§ SET PROBLEM
Copy the line with "Target: bow tie" and all lines following it through the last line of the entries, exactly as written.

[Rows from a pointing dataset]

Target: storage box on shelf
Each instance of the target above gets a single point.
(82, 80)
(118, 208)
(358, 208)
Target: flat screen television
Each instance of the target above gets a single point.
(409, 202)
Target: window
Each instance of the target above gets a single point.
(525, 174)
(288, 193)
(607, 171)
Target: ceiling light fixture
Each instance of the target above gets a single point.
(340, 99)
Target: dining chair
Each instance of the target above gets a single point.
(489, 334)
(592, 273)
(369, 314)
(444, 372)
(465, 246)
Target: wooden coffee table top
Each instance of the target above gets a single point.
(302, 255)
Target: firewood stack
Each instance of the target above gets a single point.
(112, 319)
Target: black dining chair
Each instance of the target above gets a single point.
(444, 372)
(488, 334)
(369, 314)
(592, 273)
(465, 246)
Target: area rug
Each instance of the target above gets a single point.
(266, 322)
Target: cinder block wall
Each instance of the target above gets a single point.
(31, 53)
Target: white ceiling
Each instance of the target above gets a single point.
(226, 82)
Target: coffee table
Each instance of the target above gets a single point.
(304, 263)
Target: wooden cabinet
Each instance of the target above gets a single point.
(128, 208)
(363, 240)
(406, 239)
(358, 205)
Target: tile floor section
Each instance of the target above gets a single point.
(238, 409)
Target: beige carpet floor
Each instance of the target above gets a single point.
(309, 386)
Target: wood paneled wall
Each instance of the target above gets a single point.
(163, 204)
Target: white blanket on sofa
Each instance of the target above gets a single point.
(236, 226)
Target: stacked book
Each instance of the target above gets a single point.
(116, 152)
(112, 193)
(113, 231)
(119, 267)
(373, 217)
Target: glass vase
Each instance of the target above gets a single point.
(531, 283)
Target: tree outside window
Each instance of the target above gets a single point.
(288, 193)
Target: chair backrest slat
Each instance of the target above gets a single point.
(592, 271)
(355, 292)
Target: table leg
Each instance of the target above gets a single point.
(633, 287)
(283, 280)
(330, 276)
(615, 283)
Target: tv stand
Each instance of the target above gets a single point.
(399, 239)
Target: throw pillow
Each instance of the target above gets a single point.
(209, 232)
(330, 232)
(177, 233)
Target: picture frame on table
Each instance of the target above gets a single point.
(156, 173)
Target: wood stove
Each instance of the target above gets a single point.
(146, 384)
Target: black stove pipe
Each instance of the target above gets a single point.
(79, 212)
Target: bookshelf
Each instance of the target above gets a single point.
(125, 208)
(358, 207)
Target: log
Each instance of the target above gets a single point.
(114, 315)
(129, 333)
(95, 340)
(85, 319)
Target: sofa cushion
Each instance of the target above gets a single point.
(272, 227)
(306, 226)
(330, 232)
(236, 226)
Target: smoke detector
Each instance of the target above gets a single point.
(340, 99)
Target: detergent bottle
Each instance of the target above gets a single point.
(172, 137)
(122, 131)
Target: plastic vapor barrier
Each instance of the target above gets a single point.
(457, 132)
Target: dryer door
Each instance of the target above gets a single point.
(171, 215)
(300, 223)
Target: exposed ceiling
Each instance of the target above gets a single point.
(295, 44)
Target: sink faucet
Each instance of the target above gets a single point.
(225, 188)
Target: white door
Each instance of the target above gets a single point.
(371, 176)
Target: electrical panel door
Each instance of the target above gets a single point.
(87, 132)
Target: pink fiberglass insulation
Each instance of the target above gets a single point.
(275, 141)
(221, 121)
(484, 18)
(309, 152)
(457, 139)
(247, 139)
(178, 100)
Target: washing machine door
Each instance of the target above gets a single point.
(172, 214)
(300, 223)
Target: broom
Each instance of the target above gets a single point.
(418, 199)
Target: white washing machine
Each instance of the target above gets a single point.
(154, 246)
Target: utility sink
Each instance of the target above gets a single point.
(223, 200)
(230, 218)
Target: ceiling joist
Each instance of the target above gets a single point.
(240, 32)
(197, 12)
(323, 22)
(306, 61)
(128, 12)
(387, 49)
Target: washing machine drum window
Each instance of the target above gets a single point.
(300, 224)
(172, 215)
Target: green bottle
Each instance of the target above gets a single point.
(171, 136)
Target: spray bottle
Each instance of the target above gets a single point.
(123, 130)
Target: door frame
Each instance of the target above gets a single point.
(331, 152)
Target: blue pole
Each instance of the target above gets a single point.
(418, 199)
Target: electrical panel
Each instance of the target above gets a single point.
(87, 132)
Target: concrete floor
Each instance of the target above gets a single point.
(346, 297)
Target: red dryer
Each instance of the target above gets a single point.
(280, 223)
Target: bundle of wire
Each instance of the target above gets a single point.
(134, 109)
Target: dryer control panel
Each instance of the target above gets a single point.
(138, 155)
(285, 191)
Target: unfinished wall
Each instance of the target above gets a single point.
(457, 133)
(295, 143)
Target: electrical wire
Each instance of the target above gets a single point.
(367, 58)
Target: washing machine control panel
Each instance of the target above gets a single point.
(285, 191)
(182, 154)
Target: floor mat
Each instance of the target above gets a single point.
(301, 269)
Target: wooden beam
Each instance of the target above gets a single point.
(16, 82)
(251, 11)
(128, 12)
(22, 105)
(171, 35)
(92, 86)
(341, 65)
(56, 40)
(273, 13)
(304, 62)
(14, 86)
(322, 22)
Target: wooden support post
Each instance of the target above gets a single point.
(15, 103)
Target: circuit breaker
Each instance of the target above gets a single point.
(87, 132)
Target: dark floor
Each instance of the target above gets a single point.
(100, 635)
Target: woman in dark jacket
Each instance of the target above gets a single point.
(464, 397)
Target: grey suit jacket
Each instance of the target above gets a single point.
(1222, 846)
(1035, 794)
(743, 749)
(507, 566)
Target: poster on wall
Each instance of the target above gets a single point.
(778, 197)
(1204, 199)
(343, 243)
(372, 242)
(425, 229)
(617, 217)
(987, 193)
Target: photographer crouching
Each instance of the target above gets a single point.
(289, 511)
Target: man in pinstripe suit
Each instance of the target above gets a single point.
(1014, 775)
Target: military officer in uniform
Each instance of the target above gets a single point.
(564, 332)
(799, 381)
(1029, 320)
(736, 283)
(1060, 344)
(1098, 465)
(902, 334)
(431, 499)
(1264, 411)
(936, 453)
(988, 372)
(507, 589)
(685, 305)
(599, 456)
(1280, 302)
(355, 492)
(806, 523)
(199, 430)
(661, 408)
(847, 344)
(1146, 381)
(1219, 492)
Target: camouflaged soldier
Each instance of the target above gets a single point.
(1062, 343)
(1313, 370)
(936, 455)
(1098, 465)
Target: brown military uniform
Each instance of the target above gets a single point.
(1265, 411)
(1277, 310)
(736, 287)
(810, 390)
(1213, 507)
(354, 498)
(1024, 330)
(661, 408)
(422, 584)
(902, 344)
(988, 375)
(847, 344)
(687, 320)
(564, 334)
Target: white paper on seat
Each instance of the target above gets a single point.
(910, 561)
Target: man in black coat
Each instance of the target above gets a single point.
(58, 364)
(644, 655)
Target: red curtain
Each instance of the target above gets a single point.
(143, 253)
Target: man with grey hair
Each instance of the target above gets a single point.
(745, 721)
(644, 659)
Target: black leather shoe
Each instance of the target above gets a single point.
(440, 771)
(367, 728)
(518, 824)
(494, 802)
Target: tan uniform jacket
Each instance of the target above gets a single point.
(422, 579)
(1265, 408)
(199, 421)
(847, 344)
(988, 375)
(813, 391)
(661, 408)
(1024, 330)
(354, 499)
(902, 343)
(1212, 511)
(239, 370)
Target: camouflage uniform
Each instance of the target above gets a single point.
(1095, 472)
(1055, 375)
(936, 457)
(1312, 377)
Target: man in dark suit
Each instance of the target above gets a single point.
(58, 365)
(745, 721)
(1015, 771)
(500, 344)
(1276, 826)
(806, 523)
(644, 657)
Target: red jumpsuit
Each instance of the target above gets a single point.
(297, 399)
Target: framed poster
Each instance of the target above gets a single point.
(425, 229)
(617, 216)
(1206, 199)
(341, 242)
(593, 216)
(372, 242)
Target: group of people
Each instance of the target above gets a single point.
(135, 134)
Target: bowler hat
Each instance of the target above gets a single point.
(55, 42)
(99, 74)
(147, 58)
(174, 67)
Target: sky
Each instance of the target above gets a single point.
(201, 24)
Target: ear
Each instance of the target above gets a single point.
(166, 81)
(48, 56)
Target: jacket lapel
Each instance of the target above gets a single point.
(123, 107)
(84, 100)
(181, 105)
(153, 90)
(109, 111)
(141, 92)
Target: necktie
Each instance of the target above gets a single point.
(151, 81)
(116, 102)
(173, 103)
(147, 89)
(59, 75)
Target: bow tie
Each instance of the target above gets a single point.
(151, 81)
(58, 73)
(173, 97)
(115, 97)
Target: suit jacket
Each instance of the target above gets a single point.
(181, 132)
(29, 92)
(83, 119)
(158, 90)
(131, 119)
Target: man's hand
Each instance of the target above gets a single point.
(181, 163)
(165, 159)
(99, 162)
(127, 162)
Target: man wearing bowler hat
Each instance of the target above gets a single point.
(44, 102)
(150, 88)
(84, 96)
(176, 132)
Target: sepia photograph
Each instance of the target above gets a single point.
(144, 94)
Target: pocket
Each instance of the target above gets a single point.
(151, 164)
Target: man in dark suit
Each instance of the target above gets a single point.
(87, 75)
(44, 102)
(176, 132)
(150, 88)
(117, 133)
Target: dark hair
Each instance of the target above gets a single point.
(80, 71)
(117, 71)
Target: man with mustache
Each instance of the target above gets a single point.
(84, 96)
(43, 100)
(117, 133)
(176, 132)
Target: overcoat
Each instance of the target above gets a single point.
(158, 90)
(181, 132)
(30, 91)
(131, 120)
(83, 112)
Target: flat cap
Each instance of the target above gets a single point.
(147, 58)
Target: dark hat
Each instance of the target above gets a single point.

§ SOLUTION BELOW
Target: bow tie
Each instance of the target above gets a single point.
(151, 81)
(58, 73)
(173, 97)
(115, 97)
Target: suit jacket
Each instance of the target above gets a single point.
(181, 132)
(29, 92)
(83, 119)
(158, 90)
(131, 119)
Target: man's hand
Each instance of the target above gets a single point.
(181, 163)
(165, 159)
(99, 162)
(127, 162)
Target: man wearing bowler hat
Each instance of the target above gets a single point.
(44, 102)
(150, 88)
(84, 96)
(176, 132)
Target: sepia photograph
Each instance of the target above gets a single point.
(144, 94)
Target: pocket
Each instance of the target above gets a single point.
(151, 164)
Target: man in dark suit
Each instance of the target above gets a single point.
(87, 75)
(44, 102)
(176, 132)
(150, 88)
(117, 133)
Target: dark hair
Each instance of the target above gets a single point.
(80, 71)
(117, 71)
Target: man with mustache
Each instance of the target above gets a single point.
(84, 96)
(43, 100)
(117, 133)
(176, 132)
Target: overcoat
Each instance of the target above gets a single point.
(158, 90)
(181, 132)
(30, 91)
(131, 120)
(83, 112)
Target: flat cap
Each instance of the target above gets a single point.
(147, 58)
Target: dark hat
Each instance of the target above gets a single point.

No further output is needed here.